**MATERIAL PROVIDED:**
:::::
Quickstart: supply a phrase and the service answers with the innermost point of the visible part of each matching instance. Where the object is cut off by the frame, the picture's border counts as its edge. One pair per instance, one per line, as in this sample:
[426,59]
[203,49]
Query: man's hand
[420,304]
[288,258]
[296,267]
:::::
**WHAT THIS TASK INVOLVES:**
Every line of the material must be duplicated exactly.

**WRITTEN SOLUTION:**
Quickstart: supply a phrase and the service answers with the innermost point of the visible part of each matching instance. Where the object is cut off by the frame, the picture's border counts as its edge. One pair per instance, one per line, as in this sample:
[426,59]
[203,49]
Query: man's hand
[420,304]
[288,258]
[296,267]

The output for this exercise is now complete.